===== INFORMATION GIVEN

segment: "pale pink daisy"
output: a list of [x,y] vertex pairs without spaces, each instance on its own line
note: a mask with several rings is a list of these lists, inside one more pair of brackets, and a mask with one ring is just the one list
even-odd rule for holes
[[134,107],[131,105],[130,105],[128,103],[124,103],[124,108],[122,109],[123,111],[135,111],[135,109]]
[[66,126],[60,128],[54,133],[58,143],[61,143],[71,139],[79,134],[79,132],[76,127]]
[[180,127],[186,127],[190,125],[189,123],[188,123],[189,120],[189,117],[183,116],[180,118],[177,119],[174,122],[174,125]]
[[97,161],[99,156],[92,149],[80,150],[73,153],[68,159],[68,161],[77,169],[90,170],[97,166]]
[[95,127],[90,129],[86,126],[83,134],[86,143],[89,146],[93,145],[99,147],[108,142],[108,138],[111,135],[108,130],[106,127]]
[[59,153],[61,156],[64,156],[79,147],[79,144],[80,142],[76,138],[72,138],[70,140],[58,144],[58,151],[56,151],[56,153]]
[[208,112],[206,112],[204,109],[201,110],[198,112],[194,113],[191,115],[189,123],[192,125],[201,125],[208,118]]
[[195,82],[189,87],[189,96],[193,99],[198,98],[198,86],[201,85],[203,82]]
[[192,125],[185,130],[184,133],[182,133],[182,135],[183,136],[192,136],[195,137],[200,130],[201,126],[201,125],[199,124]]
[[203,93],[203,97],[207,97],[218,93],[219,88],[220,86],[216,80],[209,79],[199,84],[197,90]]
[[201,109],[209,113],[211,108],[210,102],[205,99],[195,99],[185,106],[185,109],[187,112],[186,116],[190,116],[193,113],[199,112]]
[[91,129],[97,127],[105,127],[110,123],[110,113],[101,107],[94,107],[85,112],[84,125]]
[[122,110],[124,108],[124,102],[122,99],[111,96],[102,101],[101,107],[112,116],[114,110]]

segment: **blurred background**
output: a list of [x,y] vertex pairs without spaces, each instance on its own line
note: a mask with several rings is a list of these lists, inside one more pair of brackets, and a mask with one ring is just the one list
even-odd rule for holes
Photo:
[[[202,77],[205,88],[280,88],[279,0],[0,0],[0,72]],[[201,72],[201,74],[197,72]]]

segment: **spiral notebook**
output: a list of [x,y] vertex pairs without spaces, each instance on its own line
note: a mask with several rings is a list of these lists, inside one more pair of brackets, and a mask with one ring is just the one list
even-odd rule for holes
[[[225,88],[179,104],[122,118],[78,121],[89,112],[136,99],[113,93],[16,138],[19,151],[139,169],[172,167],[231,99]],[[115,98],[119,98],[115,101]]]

==========

EXERCISE PROMPT: Rewrite every line of the listing above as a Markdown table with the columns "Row" and "Line", numbering the rows in order and leaving out blank lines.

TASK ANSWER:
| Row | Line |
|---|---|
| 1 | segment: "pale pink daisy" |
| 2 | output: a list of [x,y] vertex pairs without spaces, each instance on its own line |
| 3 | note: a mask with several rings is a list of these lists, inside one more pair of brackets, and a mask with one ring is just the one list |
| 4 | even-odd rule for holes |
| 5 | [[134,107],[131,105],[130,105],[128,103],[124,103],[124,108],[122,109],[123,111],[135,111],[135,109]] |
| 6 | [[66,126],[60,128],[54,133],[58,143],[61,143],[71,139],[79,134],[79,132],[76,127]] |
| 7 | [[180,127],[186,127],[190,125],[189,123],[188,123],[189,120],[189,117],[183,116],[180,118],[177,119],[174,122],[174,125]] |
| 8 | [[97,161],[99,156],[92,149],[80,150],[73,153],[68,159],[68,161],[77,169],[90,170],[97,166]] |
| 9 | [[95,127],[90,129],[86,126],[83,134],[86,143],[89,146],[93,145],[99,147],[108,142],[108,138],[111,135],[108,130],[106,127]] |
| 10 | [[59,153],[61,156],[64,156],[79,147],[79,144],[80,142],[76,138],[72,138],[70,140],[58,144],[58,151],[56,151],[56,153]] |
| 11 | [[208,112],[206,112],[204,109],[201,110],[198,112],[194,113],[191,115],[189,123],[192,125],[201,125],[208,118]] |
| 12 | [[195,82],[189,87],[189,96],[193,99],[198,98],[198,86],[201,85],[203,82]] |
| 13 | [[192,125],[185,130],[184,133],[182,133],[182,135],[183,136],[192,136],[195,137],[200,130],[201,126],[201,125],[199,124]] |
| 14 | [[203,93],[203,97],[207,97],[218,93],[219,88],[220,86],[216,80],[209,79],[199,84],[197,90]] |
| 15 | [[201,109],[209,113],[211,108],[210,102],[205,99],[195,99],[185,106],[185,109],[187,112],[186,116],[190,116],[193,113],[199,112]] |
| 16 | [[91,129],[97,127],[105,127],[110,123],[110,113],[101,107],[94,107],[85,112],[84,125]] |
| 17 | [[122,110],[124,108],[124,102],[122,99],[111,96],[102,101],[101,107],[112,116],[114,110]] |
| 18 | segment: **blurred background** |
| 19 | output: a list of [x,y] vertex pairs without spaces, each instance on its own line |
| 20 | note: a mask with several rings is a list of these lists, inside one more pair of brackets, and a mask with one ring is just the one list |
| 21 | even-odd rule for holes |
| 22 | Photo: |
| 23 | [[[202,77],[205,88],[280,88],[279,0],[0,0],[0,72]],[[201,72],[201,74],[197,72]]] |
| 24 | segment: **spiral notebook** |
| 25 | output: a list of [x,y] vertex pairs without spaces, each instance on its own line |
| 26 | note: a mask with several rings is a list of these lists, inside one more pair of brackets, and a mask with one ring is just the one list |
| 27 | even-odd rule for holes |
| 28 | [[[225,88],[179,104],[122,118],[78,121],[89,112],[136,99],[113,93],[16,138],[19,151],[139,169],[172,167],[231,99]],[[115,98],[119,98],[115,101]]] |